GIVEN PROBLEM
Rewrite the records as a JSON list of strings, with one string per line and no blank lines.
* * * *
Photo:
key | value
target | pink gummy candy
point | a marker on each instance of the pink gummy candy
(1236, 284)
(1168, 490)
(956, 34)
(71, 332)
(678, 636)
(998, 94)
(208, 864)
* * * *
EXERCISE SOLUTION
[
  "Photo:",
  "key | value",
  "target | pink gummy candy",
  "point | a marker on each instance of the pink gummy candy",
  "(1236, 284)",
  "(1168, 490)",
  "(956, 34)",
  "(71, 332)",
  "(678, 636)",
  "(998, 94)",
  "(208, 864)"
]